===== Records shown
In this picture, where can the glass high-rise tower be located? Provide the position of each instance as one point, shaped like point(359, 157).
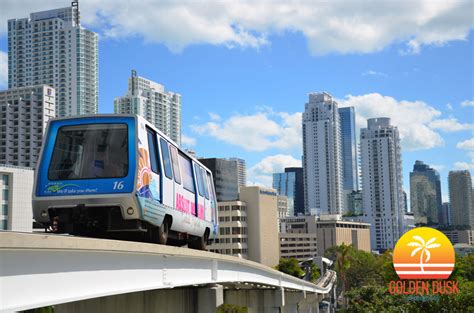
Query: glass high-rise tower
point(349, 149)
point(322, 157)
point(150, 100)
point(285, 185)
point(382, 192)
point(52, 48)
point(425, 194)
point(460, 197)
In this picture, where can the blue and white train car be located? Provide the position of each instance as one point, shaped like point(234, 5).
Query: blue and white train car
point(117, 174)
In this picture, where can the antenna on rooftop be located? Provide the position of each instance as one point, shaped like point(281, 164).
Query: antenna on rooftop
point(75, 4)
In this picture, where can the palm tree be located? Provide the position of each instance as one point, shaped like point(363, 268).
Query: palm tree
point(343, 259)
point(423, 247)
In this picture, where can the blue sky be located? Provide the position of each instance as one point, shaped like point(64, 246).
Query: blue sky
point(245, 70)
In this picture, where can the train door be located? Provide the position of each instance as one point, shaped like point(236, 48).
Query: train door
point(207, 201)
point(200, 195)
point(212, 198)
point(148, 181)
point(186, 199)
point(167, 179)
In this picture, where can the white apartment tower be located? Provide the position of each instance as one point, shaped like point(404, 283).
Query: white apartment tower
point(241, 171)
point(24, 113)
point(382, 193)
point(16, 186)
point(52, 48)
point(150, 100)
point(322, 155)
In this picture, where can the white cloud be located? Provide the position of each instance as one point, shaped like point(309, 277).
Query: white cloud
point(373, 73)
point(467, 103)
point(450, 125)
point(214, 116)
point(466, 145)
point(438, 167)
point(261, 173)
point(329, 26)
point(258, 132)
point(464, 166)
point(3, 69)
point(412, 118)
point(188, 141)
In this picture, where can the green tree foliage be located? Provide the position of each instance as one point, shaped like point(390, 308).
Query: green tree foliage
point(290, 267)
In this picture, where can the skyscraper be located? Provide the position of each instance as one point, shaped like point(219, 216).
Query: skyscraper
point(382, 193)
point(460, 198)
point(24, 113)
point(349, 149)
point(425, 194)
point(322, 155)
point(52, 48)
point(445, 215)
point(298, 202)
point(285, 185)
point(226, 179)
point(150, 100)
point(241, 171)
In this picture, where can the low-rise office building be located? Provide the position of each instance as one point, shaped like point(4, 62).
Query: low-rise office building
point(298, 237)
point(232, 239)
point(248, 227)
point(335, 232)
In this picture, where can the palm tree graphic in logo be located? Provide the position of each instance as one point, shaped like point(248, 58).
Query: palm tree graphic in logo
point(424, 247)
point(423, 253)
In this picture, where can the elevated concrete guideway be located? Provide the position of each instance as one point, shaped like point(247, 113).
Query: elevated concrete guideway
point(39, 269)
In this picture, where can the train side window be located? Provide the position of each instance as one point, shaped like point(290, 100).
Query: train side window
point(165, 153)
point(152, 150)
point(174, 161)
point(187, 172)
point(197, 169)
point(204, 182)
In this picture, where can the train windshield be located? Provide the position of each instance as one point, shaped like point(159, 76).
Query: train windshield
point(90, 151)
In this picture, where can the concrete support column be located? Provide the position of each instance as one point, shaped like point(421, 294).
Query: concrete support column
point(291, 302)
point(257, 301)
point(210, 298)
point(310, 304)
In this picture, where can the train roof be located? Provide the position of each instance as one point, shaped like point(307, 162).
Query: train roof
point(137, 117)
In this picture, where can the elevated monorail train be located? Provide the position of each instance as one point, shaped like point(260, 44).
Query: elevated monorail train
point(117, 175)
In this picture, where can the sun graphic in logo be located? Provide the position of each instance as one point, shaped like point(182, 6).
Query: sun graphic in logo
point(423, 253)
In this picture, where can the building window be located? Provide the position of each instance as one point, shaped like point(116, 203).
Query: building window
point(5, 180)
point(4, 209)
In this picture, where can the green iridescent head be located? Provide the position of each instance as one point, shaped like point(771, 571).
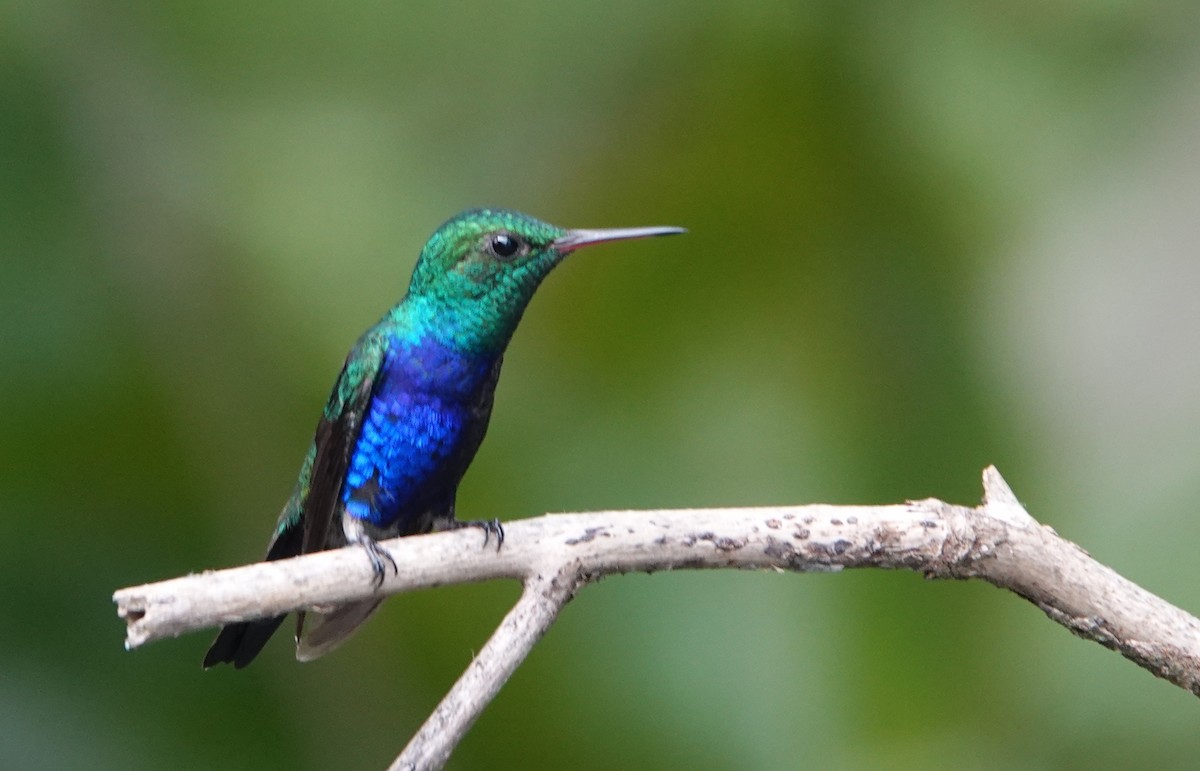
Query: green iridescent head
point(480, 269)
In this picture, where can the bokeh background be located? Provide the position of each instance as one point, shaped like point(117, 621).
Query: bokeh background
point(924, 237)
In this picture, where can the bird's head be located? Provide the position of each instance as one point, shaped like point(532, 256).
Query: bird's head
point(481, 268)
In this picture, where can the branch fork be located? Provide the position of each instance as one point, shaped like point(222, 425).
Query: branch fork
point(557, 555)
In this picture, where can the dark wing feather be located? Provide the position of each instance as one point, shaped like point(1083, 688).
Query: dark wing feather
point(307, 523)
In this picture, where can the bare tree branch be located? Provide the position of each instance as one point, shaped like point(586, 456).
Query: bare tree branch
point(556, 555)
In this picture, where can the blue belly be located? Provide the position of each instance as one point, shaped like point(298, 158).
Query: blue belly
point(418, 435)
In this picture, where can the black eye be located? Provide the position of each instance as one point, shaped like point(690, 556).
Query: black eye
point(504, 245)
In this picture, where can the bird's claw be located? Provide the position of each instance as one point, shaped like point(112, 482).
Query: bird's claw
point(489, 526)
point(379, 561)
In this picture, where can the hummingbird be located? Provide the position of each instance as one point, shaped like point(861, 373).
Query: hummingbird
point(409, 410)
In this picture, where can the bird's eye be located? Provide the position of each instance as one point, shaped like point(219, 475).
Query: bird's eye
point(504, 245)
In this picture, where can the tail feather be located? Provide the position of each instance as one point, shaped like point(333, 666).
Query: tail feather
point(239, 643)
point(333, 628)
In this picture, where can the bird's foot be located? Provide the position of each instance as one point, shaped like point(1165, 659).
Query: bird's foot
point(379, 561)
point(489, 526)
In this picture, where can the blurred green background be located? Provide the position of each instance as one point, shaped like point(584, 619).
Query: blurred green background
point(923, 239)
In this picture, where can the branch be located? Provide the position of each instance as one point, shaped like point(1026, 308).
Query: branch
point(556, 555)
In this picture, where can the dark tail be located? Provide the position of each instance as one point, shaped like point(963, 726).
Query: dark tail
point(238, 644)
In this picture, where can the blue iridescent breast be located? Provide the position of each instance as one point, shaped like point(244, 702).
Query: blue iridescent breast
point(423, 419)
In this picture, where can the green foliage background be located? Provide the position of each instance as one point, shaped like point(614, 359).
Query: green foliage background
point(924, 237)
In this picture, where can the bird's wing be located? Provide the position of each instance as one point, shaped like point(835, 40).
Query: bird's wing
point(336, 435)
point(307, 523)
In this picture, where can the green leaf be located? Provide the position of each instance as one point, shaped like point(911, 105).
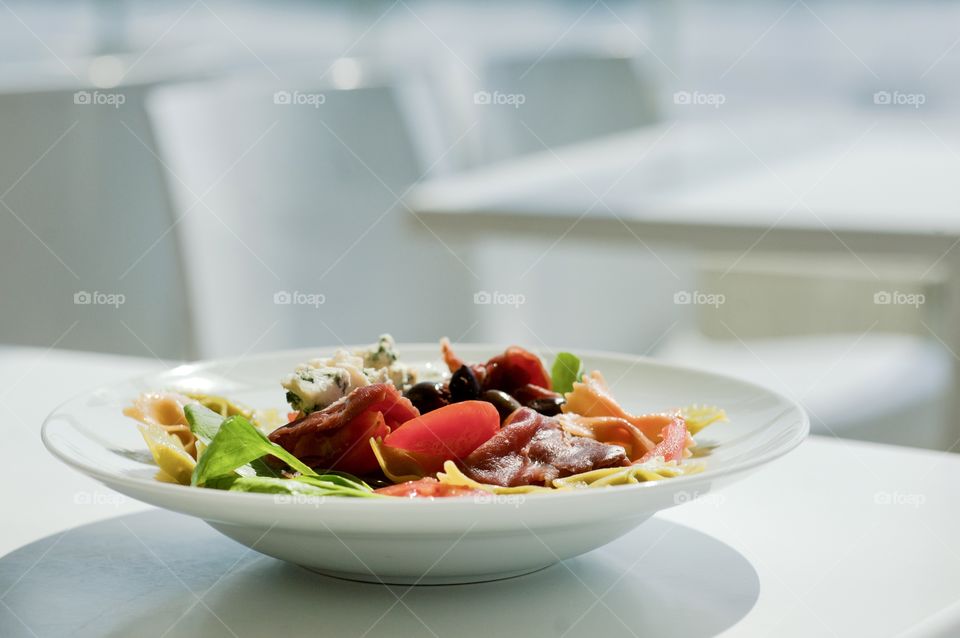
==========
▶ _Try it_
Repeat the material above verbatim. Leave the pictures behind.

▶ _Output for this exercise_
In this picture, where can the glass high-rise tower be located? Provide the position of each instance as one point, shaped like point(359, 157).
Query: glass high-rise tower
point(349, 149)
point(322, 157)
point(150, 100)
point(285, 185)
point(382, 192)
point(52, 48)
point(425, 194)
point(460, 197)
In this picture, where can the blue and white train car be located? Provide the position of each instance as one point, shaped like point(234, 5).
Query: blue and white train car
point(117, 174)
In this picture, where can the antenna on rooftop be located? Provide the position of each instance as one point, shaped like point(281, 164).
Query: antenna on rooftop
point(75, 4)
In this picture, where can the palm tree be located? Provide the position of each instance as one point, shaped like point(363, 268).
Query: palm tree
point(343, 259)
point(423, 247)
In this picture, where can the blue sky be located? Provide the position of each instance as one point, shaped like point(64, 246).
Query: blue sky
point(245, 70)
In this picture, where can the train door be located? Provide the position of each instance as one point, shaped like point(236, 48).
Query: train door
point(207, 201)
point(200, 195)
point(212, 198)
point(148, 181)
point(186, 199)
point(167, 179)
In this picture, where can the white apartment tower be located? Provide the position of each instance as one point, shaped like point(404, 283).
Query: white apartment tower
point(241, 171)
point(24, 113)
point(382, 193)
point(16, 186)
point(52, 48)
point(150, 100)
point(322, 155)
In this picture, where can the white cloud be located? Provide the position of each instance as one point, shaped like point(309, 277).
Query: white cloud
point(373, 73)
point(467, 103)
point(450, 125)
point(214, 116)
point(466, 145)
point(438, 167)
point(261, 173)
point(329, 26)
point(258, 132)
point(464, 166)
point(3, 69)
point(412, 118)
point(188, 141)
In this picture, where can the green tree foliage be located? Provide the position of each instance as one point, shaped like point(390, 308).
Query: green tree foliage
point(290, 267)
In this picture, where can the skyscraper be located? Provide the position of each instance as one point, shaped like point(219, 216).
Query: skyscraper
point(382, 193)
point(460, 198)
point(24, 113)
point(349, 149)
point(425, 194)
point(322, 155)
point(52, 48)
point(445, 215)
point(298, 202)
point(285, 185)
point(226, 179)
point(150, 100)
point(241, 171)
In this picture, where can the low-rise office building be located? Provide the position of each instance as one point, shaped like point(4, 62).
Query: low-rise office building
point(298, 237)
point(232, 239)
point(248, 227)
point(335, 232)
In this picture, where can the palm tree graphic in logo be located? Provide the position of each instance as one point, shaped like point(248, 58).
Query: palm tree graphic in logo
point(424, 247)
point(423, 253)
In this picture, where can the elevated concrete guideway be located? Provide the position of each instance as one point, shaped like point(247, 113).
Query: elevated concrete guideway
point(39, 269)
In this picture, where can the train side window be located? Provide the position of each instance as one point, shaped like point(290, 100).
Query: train side window
point(165, 153)
point(152, 150)
point(174, 161)
point(187, 172)
point(197, 169)
point(204, 182)
In this picture, where can the train windshield be located? Provide the position of each instance as one point, shaped like point(159, 76).
Query: train windshield
point(90, 151)
In this picture, where can the concrete support column be located? Provide the position of each instance as one point, shaped like point(421, 294).
Query: concrete support column
point(291, 302)
point(257, 301)
point(210, 298)
point(310, 304)
In this picture, where can the train roof be located? Provide the position of each instance as one point, shaped like point(307, 162).
Query: train roof
point(137, 117)
In this picture, where can the elevated monorail train be located? Provide the position of each instance as one point, shaped like point(260, 44).
Query: elevated monorail train
point(117, 175)
In this picture, where can the sun graphic in logo be located? Provide the position of each instance as one point, shaped like point(182, 6).
Query: sun graphic in logo
point(423, 253)
In this picture, where can the building window be located? Provide the position of each instance as one point, shaped like point(116, 203).
Query: building window
point(5, 180)
point(4, 209)
In this picture, where can the green iridescent head be located? Provide the position of each instance as one point, shaped like point(771, 571).
Query: green iridescent head
point(480, 269)
In this picture, where can the bokeh background be located? Provide the position of each instance as one point, shaped like point(117, 621).
Query: bokeh background
point(924, 237)
In this picture, where can the bird's head be located? Provide the position of each instance as one point, shaped like point(532, 256).
Query: bird's head
point(481, 268)
In this picture, where can the branch fork be located? Provide the position of each instance as one point, shaped like point(222, 425).
Query: branch fork
point(557, 555)
In this picture, where can the dark wing feather be located? Provide the position of each instance as one point, shaped like point(1083, 688).
Query: dark wing feather
point(307, 523)
In this picture, where can the bare tree branch be located? Provide the position of each instance as one point, shaped like point(586, 456).
Query: bare tree branch
point(556, 555)
In this picture, where can the blue belly be located? Provide the position of each instance as one point, shaped like point(298, 158).
Query: blue belly
point(418, 435)
In this picture, where can the black eye be located? Provide the position of each instance as one point, shaped like point(690, 556).
Query: black eye
point(504, 245)
In this picture, where can the bird's claw be located? Provide the position of each instance as one point, shaped like point(112, 482).
Query: bird's claw
point(489, 526)
point(379, 561)
In this picture, where can the hummingbird be located? Provide the position of each instance as one point, shaped like point(861, 373).
Query: hummingbird
point(409, 410)
In this picture, where can the bird's eye be located? Provide the position of each instance as one point, shaped like point(219, 475).
Query: bird's eye
point(504, 245)
In this picture, where can the tail feather be located? Provide the position of each instance as one point, shaped like point(333, 666).
Query: tail feather
point(239, 643)
point(333, 628)
In this picture, where can the bird's foot be located? Provide the position of each instance as one point, shaped like point(1165, 659).
Query: bird's foot
point(379, 561)
point(489, 526)
In this picture, where can the blurred green background be located? Provide the position of each instance as one point, shaped like point(584, 619).
Query: blurred green background
point(923, 239)
In this picture, where can the branch be located? Provide the position of each instance as one point, shaped like point(1026, 308).
Query: branch
point(556, 555)
In this picture, where can the dark tail be located? Provide the position of each instance as one point, shaped like point(963, 726).
Query: dark tail
point(238, 644)
In this picture, where can the blue iridescent breast be located? Provide the position of each instance as one point, shaped like point(244, 702).
Query: blue iridescent breast
point(423, 419)
In this picture, where can the green foliage background be located? Provide the position of each instance as one point, shaped like point(614, 359).
Query: green foliage background
point(924, 237)
In this picture, where can the bird's wing be located? Provide the position of each instance as one point, shaped like point(835, 40).
Query: bird's wing
point(336, 435)
point(307, 523)
In this picture, where can the green leaf be located? Provide the position of each instance as one point, shaped like point(911, 105).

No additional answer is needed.